** Opening Extract block **

I first met Noah Brier in the fall of 2000. And then a bunch of stuff happened in the 20 years since, including him starting this site to stop me from ranting and raving. He drunkenly proclaimed a bathroom was “through the bookcase” in London. We shared a Honeymoon Suite for the Oscars in Frankfurt (because he booked the wrong flight home). We were on a train that split in half in Poland, and ended up befriending the drunkest bowling alley proprietor in Eastern Europe. In Dublin we learned one of life’s great traveling lessons: never start with a finale.
He has a new company.
He has a blog.
He has a newsletter.
He has a Twitter feed that’s become very Coronavirus-specific these days.
DBB: December 2nd 2001. Bears/Lions. Your first experience as a Bears fan. (And one of the great sessions in the history of Ditka’s Restaurant.) I know I feel like I was born into this life but you made the conscious choice as an adult to join the Bears fan parade. Do you regret that decision? If not, what’s been the best part of being a born again Bears fan?
Noah: Well, I can’t say there aren’t moments where I think I should have just become a Giants or Pats fan (growing up in Connecticut both were reasonable options). They’ve put away a collective eight Super Bowls since 2001. But that just seems … boring? Also, compared to the Knicks, who are my only other serious rooting interest, the Bears are a model franchise. So do I regret it? No, not at all. I think the only way to be a sports fan is to believe that all the agony will only make the victory that much sweeter. Plus, I’ve collected some completely absurd memories on trips to Chicago over the last 20 years with you (watching the Bears get destroyed in a literal blizzard, the guy sitting behind us at the playoff game last year giving the worst commentary any person has ever given during a football game, and Joey Harrington—JOEY HARRINGTON!—beating us at Soldier Field in 2006) and there’s no way I would have more fun road-tripping to Foxboro.
DBB: Our seats for the Cody Parkey game were basically at the exact spot of his double doink. We then went to Lou Malnati’s for dinner and I’m not sure I’ve ever seen you that depressed. Where does that experience sit on your depression landscape?

** Closing Extract block **
** Opening Extracted data block **

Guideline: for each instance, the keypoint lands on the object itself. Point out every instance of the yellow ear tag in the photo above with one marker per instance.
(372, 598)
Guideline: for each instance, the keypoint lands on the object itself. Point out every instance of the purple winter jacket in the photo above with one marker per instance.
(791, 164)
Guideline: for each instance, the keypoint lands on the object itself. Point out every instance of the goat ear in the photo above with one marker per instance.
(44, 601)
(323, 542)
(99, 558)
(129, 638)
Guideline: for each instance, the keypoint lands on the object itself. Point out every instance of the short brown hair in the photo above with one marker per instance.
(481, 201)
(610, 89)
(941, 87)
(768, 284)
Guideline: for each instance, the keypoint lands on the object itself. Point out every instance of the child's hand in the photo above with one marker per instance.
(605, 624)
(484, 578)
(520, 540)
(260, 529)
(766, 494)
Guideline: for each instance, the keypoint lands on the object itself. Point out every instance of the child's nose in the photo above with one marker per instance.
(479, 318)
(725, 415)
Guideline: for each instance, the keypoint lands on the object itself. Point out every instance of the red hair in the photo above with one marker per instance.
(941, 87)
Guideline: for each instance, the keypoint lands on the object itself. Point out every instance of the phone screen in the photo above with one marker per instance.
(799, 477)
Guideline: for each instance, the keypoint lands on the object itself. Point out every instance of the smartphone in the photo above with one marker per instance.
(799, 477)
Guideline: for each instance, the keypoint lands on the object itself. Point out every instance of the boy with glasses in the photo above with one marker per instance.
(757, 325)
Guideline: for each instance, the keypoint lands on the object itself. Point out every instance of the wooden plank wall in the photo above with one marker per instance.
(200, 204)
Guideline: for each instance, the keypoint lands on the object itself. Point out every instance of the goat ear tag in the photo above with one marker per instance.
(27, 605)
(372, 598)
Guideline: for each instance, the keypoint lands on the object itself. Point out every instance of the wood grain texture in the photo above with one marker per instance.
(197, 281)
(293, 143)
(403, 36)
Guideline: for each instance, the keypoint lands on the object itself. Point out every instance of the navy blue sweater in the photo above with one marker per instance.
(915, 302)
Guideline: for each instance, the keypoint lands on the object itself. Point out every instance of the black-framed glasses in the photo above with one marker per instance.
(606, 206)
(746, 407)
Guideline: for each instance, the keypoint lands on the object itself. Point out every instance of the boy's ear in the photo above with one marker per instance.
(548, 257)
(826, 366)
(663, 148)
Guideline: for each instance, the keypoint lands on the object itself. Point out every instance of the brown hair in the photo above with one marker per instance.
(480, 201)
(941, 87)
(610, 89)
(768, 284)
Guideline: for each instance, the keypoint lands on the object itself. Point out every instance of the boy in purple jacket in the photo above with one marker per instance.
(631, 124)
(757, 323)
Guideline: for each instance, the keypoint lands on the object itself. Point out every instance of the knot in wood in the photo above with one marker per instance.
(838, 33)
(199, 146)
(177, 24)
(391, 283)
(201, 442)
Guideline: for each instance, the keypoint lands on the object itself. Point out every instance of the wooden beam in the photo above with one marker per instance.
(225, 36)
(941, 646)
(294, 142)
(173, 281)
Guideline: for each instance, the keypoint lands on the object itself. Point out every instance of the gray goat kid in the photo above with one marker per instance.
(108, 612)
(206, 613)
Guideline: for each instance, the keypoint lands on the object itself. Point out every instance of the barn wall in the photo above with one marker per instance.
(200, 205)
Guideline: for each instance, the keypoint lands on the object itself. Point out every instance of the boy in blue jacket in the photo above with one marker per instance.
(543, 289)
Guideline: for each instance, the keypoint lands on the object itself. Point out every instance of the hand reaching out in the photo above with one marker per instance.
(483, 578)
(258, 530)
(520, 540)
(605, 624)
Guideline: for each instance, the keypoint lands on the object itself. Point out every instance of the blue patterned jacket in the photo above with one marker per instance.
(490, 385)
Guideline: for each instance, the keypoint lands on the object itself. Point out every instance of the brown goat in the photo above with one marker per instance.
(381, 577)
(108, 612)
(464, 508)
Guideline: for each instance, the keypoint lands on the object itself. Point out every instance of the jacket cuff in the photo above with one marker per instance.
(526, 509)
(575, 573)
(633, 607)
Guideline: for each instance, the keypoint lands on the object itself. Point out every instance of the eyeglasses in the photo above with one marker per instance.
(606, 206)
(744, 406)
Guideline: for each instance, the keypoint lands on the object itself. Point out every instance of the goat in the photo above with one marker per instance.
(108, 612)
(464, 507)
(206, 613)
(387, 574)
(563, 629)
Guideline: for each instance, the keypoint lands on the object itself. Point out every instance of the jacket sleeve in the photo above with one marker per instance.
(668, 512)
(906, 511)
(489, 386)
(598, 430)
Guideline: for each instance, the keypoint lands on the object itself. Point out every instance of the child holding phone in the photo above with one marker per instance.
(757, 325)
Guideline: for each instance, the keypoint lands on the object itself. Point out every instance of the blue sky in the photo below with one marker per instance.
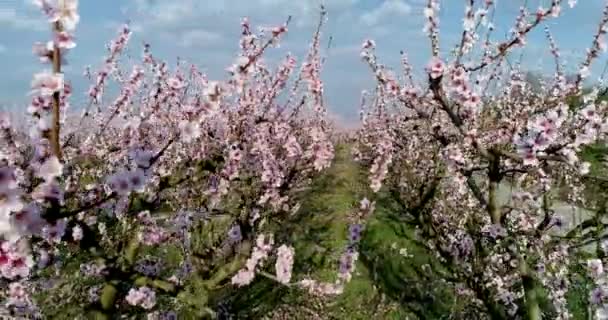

** Closing Extracted data block **

Task statement: From the interview with Noah Brier, copy out the passage that begins at the words "I first met" and stops after the words "a new company.".

The completed task:
I first met Noah Brier in the fall of 2000. And then a bunch of stuff happened in the 20 years since, including him starting this site to stop me from ranting and raving. He drunkenly proclaimed a bathroom was “through the bookcase” in London. We shared a Honeymoon Suite for the Oscars in Frankfurt (because he booked the wrong flight home). We were on a train that split in half in Poland, and ended up befriending the drunkest bowling alley proprietor in Eastern Europe. In Dublin we learned one of life’s great traveling lessons: never start with a finale.
He has a new company.